* _Exercise aim_: The entries are to be duplicated exactly, though any picture in them must be omitted.

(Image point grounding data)
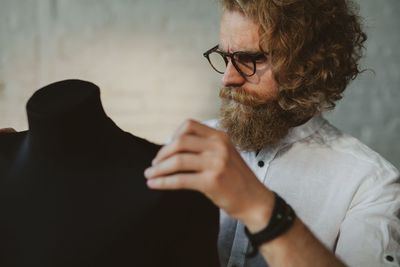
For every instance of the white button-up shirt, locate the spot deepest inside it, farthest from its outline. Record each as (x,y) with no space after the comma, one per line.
(347,194)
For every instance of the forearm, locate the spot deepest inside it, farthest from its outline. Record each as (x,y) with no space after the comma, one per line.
(295,247)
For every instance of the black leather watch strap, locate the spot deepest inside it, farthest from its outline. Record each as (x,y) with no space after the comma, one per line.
(282,219)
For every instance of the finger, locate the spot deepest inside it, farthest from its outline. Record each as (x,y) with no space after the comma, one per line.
(178,163)
(194,128)
(187,143)
(190,181)
(7,130)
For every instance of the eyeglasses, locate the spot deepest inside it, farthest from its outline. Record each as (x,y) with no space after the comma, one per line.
(244,62)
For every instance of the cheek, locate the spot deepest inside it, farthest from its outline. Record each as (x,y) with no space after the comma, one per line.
(266,87)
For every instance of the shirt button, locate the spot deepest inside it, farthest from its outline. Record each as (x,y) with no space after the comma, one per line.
(389,258)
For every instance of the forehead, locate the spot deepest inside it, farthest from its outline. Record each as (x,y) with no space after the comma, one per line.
(238,33)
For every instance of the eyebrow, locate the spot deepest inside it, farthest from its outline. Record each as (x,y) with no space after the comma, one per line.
(244,51)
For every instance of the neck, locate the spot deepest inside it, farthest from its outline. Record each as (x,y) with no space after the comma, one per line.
(67,116)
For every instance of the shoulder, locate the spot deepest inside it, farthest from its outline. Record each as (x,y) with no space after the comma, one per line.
(338,152)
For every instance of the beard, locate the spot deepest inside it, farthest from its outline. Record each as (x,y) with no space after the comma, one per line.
(251,123)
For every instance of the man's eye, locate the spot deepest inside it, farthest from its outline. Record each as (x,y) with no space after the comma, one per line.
(249,58)
(244,58)
(260,58)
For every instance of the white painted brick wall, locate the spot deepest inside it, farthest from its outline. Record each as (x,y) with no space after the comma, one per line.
(146,56)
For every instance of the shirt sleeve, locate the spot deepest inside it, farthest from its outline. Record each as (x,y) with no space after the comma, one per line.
(370,232)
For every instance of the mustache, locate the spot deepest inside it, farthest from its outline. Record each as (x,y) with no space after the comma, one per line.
(239,95)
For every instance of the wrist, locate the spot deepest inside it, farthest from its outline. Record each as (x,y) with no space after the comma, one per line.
(259,212)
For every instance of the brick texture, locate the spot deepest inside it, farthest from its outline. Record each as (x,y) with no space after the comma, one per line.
(146,56)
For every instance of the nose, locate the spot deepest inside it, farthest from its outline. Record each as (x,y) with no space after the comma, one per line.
(232,78)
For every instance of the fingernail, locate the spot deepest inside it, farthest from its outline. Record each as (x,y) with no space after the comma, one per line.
(148,172)
(152,183)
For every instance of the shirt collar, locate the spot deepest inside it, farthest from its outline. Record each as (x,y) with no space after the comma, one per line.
(304,130)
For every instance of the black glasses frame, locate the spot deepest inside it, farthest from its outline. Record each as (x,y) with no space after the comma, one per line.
(232,56)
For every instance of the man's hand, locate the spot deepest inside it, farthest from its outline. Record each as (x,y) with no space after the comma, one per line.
(7,130)
(203,159)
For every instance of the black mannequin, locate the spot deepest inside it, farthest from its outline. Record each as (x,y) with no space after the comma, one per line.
(72,192)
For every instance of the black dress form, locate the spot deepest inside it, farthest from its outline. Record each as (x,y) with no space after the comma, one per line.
(72,193)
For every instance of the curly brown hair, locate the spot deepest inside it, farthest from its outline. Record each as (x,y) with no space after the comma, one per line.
(314,47)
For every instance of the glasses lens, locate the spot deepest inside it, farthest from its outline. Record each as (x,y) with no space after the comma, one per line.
(245,63)
(217,61)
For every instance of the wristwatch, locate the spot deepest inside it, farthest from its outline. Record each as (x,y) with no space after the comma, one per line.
(282,219)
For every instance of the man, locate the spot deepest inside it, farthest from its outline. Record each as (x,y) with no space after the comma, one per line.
(283,63)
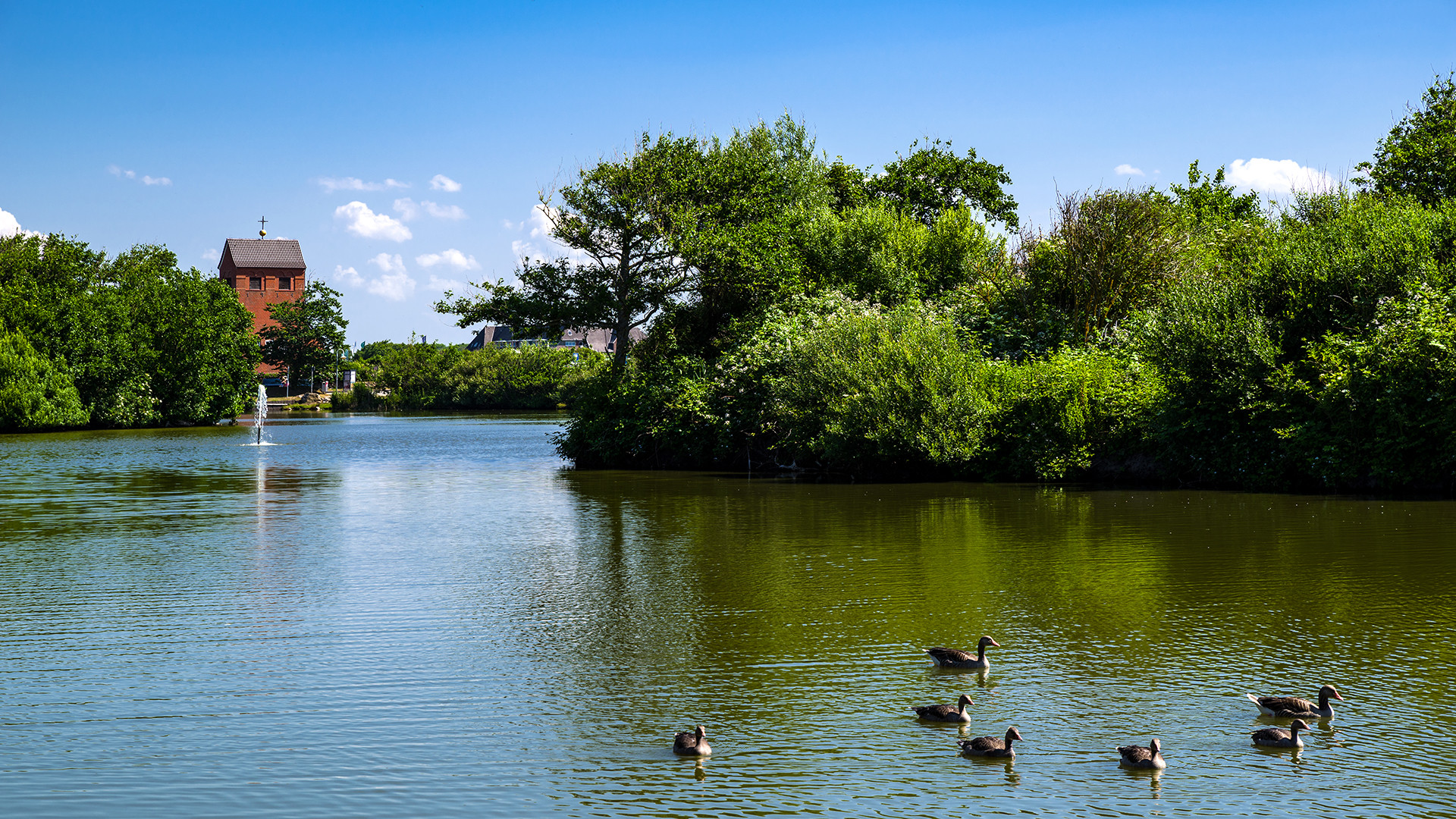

* _Exercise answer_:
For every instance of the white button-up shirt, locate the spot deepest inside it, farthest from its outline. Record each as (x,y) with no space after the comma, one per line.
(347,194)
For every instance of the forearm, locate the spot deepest inside it, farthest from its outline. Record each as (x,y) with no space after the comma, one per line.
(295,247)
For every instance of the black leather watch strap, locate the spot deepest inside it, farthest from its outline. Record each as (x,y) with no space after the comma, one per line.
(282,219)
For every instance of the finger, locate the spot deepest inside it, farthest from its outline. Record each as (x,y) with no space after the comma, one per line.
(178,163)
(194,128)
(187,143)
(190,181)
(7,130)
For every instance of the eyeglasses, locate the spot deepest inside it, farthest from its outline. Record each as (x,y) with no space after the comma, one per line.
(244,62)
For every instance of the cheek, locate the spot deepest inside it, farthest from its outline. Record each as (x,y) with no space after the comma, one per line.
(266,87)
For every instance of the shirt button, locate the spot deepest inside it, farthest from its outline. Record each as (x,y) with no space after the comma, one per line.
(389,258)
For every instance of the forehead, locate the spot deepest inside it, farthest from its outline. Record each as (x,y) with no space after the comma, one per line.
(238,33)
For every instance of the eyebrow, locate the spot deepest inside it, farthest from its outline. Record each as (x,y) with no space after the comma, one per line.
(244,51)
For every instance of the neck, locate the spot deepest inside it, farthest from its outline. Record each as (x,y) with no space after the comma, one per line.
(67,116)
For every instance of the shoulder, locate the spot deepest inside it, farthest from its outline. Record each as (x,y) with no space after the comma, one per line.
(338,152)
For every instance of the beard, locate the spot deepest inside it, farthest from its outline. Record each as (x,y) with no space after the comma, one per line.
(251,123)
For every instance of the man's eye, locate the spot deepest inside it, farthest from its outline. Record each as (x,y) with no space after the comma, one per line.
(249,58)
(244,58)
(260,58)
For every instance of the white painted brick wall, locate the spot deepest inside it, farthest from its outline. Record each as (x,y) with no space after the comma, one per line.
(146,56)
For every instance of the shirt sleeve, locate the spot deepest inside it, farthest from its outline. Record each as (x,y) with no space after the comma, one per line.
(370,232)
For every instance of the mustache, locate the spot deepest inside it, farthest from its outline. Record each as (x,y) with no space after the comma, one per line.
(239,95)
For every instance of the wrist, locate the spot deepest inside it, farthest from its outline. Record each as (x,y) with no space after the comma, one per line.
(259,212)
For every instance of the brick texture, locate the spot deepest inside it, farthest from its outline. Record each as (x,y) with no space after the comma, one per line.
(146,56)
For every instance of the nose, locate the spot deepest inside it, farthest from its outline. Record each as (x,y) with no space after the comma, one per line.
(232,78)
For every instance of the fingernail, locate the spot deepest inside it, farthest from its outline. Record each as (x,y) with no space after the comma, one per line.
(148,172)
(152,183)
For every instance of the shirt collar, locate the spot deepest inside it, farthest from its outline. Record each as (x,y) with no space after the comma, one per line.
(304,130)
For every instance of the black glasses frame, locate the spot deepest inside it, farthest from its outline. Record each as (x,y) with no space after the comma, one per line.
(232,56)
For every instance of the man's hand, locate the spot deepest inside it, farthest from its outline. Record each as (x,y) with no space after the comma, one per line.
(7,130)
(203,159)
For every instance of the black mannequin, locate the spot deepest inside it, farthest from its outline. Record each as (x,y) with no space after the comma, one per line.
(72,192)
For every instance of the black dress form, locate the spot deepest inside it, farthest from its outline. Record each as (x,y) with no space after the comma, one per line.
(72,193)
For every instance of the curly brown hair, locate the spot deepest inside it, farthest from its outline. Record each as (x,y) with no space after the comma, one per line.
(314,47)
For every instance of the glasses lens, locate the spot deepest inside it, farthest from its outline. Record each as (x,y) with no space after the comma, one per line.
(245,63)
(217,61)
For every instance of the wristwatch, locate the spot deepest inside it, farthest from its outline. Record each as (x,y) with no space after the comma, one per line.
(282,219)
For every instance of the man, locate the spot deepest inside it, farthest from its outline. Record each as (x,y) with no space after the comma, one per line.
(283,63)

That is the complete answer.